● **Selected passage**:
########################################
Safia Ishag was kidnapped by security forces in broad daylight on a busy street in Khartoum, Sudan on Feb. 13, 2011. Out to buy art supplies, she was pushed into a car and beaten until the car reached the government's security service headquarters. There, in a dark room, three men took turns raping and beating her. When they finally let her go, Safia could barely walk.
What makes this case unique is not that it happened, but rather that we know the story. Safia released her testimony on YouTube, which has garnered to date over 187,000 views. That requires immense courage in country where speaking out about rape comes at a high price. When Safia insisted on filing a police report, she was harassed and followed by police and security agents. Safia had no choice but to flee Sudan. Journalists who reported on the rape and friends who supported her have been jailed or had to flee as well.
Sadly, Safia's case is not an exception: it is the norm in Sudan.
The Nobel Women's Initiative, in collaboration with the International Campaign to Stop Rape & Gender Violence in Conflict today released a report, Survivors Speak Out: Sexual Violence in Sudan, which tells the stories of sexual violence survivors and the women's grassroots organizations that support them. The stories paint a damning picture of widespread sexual violence throughout the country. In Sudan, women have no access to services, protection or justice. Worse, what the case of Safia Ishag and the stories in the report show is that women in Sudan are being punished for being raped.
########################################
● **Task**: Write out the section of the passage on sexual violence in Sudan that begins with "Safia Ishag was" and ends with "could barely walk.". The material that comes next is separate from the passage on sexual violence in Sudan.

● **The data**:
########################################
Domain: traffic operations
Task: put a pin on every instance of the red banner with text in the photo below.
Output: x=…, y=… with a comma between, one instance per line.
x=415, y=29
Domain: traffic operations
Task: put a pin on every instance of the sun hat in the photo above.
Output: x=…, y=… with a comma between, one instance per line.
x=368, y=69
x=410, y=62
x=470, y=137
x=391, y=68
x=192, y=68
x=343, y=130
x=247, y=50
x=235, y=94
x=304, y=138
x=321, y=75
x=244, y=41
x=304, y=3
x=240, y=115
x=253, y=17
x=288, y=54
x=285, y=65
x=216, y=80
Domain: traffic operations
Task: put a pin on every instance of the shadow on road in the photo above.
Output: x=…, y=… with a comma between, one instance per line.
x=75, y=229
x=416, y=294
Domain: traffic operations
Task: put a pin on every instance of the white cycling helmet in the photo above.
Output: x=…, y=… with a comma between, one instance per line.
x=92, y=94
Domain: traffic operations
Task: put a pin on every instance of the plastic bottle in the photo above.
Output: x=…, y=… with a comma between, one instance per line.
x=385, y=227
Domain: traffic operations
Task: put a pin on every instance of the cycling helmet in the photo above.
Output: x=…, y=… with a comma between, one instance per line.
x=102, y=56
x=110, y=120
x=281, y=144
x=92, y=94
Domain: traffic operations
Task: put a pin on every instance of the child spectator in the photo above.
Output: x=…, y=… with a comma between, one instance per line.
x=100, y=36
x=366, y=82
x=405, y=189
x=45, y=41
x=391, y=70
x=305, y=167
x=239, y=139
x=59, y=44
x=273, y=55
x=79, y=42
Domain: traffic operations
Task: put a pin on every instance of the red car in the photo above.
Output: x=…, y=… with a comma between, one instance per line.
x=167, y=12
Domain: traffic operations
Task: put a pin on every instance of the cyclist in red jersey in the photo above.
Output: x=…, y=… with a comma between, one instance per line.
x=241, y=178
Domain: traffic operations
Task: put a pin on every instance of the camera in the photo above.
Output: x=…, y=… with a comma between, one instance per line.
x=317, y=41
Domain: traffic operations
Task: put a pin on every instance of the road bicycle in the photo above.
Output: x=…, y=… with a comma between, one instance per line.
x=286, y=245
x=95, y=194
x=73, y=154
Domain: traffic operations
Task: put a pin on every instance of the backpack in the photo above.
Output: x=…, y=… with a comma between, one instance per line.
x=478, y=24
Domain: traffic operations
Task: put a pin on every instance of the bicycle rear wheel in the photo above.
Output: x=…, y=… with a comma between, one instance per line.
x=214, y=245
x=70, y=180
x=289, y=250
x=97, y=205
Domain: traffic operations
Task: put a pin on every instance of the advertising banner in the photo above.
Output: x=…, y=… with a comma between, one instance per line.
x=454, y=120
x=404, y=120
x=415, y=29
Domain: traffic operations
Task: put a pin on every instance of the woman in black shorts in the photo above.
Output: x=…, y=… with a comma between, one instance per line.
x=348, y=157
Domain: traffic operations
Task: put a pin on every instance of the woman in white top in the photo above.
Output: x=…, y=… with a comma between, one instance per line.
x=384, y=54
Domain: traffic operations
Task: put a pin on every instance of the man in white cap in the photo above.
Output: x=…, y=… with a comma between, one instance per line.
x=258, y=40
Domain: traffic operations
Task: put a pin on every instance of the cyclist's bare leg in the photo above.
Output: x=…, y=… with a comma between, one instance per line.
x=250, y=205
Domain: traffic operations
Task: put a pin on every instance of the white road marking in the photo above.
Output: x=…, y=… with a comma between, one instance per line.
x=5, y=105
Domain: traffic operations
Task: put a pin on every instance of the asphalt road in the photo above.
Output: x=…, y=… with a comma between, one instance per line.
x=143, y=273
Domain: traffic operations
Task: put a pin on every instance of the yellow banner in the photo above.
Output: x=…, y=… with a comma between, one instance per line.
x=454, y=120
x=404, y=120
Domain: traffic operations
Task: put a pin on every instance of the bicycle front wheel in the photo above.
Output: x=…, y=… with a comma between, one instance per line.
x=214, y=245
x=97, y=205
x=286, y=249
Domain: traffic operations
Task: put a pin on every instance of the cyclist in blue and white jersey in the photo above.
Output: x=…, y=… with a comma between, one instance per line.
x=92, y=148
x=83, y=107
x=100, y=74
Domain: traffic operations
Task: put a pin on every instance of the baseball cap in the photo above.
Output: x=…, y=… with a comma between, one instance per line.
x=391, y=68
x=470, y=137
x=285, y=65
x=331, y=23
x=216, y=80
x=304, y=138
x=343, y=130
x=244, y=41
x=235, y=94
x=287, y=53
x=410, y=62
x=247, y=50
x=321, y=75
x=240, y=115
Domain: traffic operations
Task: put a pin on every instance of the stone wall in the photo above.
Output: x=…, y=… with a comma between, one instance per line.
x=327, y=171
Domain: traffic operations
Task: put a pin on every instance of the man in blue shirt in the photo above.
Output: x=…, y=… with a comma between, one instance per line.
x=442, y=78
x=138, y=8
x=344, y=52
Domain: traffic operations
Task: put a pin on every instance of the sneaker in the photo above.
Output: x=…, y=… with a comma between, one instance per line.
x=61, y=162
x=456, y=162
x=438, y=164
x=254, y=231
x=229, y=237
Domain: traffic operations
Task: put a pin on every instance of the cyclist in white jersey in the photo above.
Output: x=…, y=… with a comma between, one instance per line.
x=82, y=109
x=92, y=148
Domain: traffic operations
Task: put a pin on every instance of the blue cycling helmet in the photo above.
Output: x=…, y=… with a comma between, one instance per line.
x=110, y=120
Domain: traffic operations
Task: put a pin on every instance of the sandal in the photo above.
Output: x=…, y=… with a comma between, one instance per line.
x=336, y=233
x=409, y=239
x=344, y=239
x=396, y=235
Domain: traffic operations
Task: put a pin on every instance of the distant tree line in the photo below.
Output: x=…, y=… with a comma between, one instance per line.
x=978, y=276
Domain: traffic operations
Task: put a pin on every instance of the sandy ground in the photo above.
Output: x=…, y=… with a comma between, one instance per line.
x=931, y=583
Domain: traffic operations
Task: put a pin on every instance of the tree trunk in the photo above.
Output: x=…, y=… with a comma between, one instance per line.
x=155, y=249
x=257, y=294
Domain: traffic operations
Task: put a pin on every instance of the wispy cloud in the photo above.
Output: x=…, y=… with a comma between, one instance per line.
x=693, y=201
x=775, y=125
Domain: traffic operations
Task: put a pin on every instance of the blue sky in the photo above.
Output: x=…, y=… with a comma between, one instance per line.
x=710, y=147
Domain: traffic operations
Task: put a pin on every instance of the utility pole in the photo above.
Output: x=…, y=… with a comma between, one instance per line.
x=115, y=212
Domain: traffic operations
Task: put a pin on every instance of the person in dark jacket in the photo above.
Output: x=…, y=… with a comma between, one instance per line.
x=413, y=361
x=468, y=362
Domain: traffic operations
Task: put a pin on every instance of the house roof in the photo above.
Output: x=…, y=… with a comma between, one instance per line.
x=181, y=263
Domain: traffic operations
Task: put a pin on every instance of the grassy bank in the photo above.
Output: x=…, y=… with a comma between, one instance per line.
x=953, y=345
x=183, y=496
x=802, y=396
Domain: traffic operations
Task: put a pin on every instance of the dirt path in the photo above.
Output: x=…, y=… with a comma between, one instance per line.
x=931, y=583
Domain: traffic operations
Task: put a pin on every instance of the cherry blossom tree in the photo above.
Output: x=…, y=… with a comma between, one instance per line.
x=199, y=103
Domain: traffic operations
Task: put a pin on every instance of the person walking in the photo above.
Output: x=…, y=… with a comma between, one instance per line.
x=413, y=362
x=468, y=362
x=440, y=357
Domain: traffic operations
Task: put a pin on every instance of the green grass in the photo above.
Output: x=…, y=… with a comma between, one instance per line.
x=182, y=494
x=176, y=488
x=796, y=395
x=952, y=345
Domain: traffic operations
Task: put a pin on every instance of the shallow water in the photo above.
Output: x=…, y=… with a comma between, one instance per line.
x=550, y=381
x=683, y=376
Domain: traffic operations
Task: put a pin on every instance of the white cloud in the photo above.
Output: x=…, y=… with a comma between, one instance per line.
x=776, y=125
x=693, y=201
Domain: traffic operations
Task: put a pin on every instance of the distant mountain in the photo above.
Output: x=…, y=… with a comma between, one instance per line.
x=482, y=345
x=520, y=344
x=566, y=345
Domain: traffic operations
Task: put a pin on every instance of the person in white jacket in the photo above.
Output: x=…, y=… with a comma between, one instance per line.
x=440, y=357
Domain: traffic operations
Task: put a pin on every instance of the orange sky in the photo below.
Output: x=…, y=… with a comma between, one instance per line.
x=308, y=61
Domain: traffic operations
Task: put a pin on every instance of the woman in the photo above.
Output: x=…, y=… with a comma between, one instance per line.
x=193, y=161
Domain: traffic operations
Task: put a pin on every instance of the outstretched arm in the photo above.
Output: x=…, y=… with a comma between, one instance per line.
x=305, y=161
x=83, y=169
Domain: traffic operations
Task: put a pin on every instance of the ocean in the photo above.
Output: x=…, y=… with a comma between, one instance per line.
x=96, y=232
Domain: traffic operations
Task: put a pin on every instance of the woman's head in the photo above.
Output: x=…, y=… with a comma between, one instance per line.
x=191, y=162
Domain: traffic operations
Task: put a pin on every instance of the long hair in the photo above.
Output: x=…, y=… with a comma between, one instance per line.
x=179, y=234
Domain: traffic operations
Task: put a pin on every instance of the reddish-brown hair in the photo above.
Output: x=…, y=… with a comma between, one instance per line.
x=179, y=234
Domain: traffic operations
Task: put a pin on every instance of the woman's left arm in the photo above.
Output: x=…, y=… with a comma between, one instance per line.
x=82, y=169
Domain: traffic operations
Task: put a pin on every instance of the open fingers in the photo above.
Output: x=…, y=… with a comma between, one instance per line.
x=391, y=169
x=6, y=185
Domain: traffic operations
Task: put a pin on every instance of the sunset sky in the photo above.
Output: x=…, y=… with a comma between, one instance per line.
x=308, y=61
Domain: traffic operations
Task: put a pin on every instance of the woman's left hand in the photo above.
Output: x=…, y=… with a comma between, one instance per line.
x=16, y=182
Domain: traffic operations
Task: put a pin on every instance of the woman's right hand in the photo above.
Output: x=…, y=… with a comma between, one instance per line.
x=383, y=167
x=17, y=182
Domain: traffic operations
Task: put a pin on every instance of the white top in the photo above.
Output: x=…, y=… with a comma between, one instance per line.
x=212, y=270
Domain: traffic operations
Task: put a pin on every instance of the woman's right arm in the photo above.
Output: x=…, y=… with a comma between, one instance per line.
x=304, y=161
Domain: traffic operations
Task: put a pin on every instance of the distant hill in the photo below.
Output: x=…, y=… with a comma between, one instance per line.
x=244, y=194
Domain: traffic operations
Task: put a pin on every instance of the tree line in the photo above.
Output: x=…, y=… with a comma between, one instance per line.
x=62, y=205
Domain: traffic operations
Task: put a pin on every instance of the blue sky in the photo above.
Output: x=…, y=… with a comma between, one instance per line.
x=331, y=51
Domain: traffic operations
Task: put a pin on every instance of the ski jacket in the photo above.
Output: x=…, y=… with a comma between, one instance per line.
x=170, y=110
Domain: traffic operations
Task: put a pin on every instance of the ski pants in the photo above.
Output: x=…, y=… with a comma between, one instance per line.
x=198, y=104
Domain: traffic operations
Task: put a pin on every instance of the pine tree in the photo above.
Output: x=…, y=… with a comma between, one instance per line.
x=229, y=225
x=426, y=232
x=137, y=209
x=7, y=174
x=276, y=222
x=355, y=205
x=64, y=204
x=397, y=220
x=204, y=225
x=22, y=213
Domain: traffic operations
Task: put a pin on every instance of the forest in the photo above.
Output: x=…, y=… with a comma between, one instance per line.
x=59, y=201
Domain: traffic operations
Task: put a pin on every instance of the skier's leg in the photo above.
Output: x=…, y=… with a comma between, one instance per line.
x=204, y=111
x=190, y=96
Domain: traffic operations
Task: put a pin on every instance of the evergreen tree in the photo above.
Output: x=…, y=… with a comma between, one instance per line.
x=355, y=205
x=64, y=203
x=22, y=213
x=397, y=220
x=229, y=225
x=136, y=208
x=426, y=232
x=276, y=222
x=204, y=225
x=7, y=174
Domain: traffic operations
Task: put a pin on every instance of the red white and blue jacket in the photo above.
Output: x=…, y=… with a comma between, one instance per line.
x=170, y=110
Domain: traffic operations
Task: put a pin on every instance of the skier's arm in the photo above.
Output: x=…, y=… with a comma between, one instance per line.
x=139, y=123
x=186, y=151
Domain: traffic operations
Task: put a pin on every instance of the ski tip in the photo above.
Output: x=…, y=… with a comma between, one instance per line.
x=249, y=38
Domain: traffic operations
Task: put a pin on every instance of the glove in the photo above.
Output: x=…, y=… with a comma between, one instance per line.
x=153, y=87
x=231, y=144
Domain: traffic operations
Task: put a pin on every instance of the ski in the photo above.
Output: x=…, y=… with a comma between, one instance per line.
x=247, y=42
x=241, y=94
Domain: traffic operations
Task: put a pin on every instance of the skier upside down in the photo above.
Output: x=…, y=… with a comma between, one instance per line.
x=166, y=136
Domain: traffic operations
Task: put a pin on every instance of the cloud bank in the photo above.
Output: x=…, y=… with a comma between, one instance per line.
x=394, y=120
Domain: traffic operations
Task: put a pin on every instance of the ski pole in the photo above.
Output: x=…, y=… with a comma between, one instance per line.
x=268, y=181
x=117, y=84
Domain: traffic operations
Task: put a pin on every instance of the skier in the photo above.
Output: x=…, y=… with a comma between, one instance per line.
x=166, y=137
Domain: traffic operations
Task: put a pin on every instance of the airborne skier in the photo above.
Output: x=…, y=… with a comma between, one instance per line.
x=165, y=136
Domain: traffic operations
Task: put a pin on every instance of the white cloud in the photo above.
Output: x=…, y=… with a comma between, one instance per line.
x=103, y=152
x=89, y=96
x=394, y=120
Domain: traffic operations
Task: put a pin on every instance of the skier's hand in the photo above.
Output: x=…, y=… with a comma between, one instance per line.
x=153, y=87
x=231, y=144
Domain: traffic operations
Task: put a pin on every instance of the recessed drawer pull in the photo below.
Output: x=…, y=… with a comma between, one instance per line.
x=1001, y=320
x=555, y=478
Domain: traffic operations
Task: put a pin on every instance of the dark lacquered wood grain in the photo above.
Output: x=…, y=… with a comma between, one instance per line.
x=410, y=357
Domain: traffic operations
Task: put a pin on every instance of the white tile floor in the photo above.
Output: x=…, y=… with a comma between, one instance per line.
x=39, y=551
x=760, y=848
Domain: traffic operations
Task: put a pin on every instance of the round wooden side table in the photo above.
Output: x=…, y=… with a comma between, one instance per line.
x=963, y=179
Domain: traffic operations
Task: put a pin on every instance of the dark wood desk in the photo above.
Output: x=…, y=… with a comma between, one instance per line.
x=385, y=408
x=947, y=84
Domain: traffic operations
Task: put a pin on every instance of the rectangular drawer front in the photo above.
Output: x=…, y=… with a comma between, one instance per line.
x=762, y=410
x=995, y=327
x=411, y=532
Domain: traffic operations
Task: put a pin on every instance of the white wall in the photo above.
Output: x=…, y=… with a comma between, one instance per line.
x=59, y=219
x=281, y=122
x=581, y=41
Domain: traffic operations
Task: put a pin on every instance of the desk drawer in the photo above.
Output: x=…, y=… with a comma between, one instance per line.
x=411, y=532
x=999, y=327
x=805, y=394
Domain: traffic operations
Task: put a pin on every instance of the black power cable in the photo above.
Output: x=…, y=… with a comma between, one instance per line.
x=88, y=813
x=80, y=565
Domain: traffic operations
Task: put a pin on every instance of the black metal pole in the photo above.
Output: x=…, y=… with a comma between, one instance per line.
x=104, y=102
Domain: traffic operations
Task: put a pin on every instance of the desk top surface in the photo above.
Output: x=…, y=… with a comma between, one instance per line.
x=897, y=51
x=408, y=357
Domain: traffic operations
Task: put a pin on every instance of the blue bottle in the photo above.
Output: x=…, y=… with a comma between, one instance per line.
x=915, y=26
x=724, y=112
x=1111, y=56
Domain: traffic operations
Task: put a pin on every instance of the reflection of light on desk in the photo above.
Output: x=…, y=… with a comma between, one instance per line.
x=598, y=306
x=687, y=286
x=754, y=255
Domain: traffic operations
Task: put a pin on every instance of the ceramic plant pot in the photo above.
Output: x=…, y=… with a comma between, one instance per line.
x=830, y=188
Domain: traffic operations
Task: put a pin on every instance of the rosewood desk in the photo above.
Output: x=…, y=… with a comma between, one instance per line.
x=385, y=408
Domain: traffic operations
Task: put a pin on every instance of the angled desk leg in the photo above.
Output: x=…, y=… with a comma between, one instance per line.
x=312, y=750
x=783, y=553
########################################
● **Written answer**:
Safia Ishag was kidnapped by security forces in broad daylight on a busy street in Khartoum, Sudan on Feb. 13, 2011. Out to buy art supplies, she was pushed into a car and beaten until the car reached the government's security service headquarters. There, in a dark room, three men took turns raping and beating her. When they finally let her go, Safia could barely walk.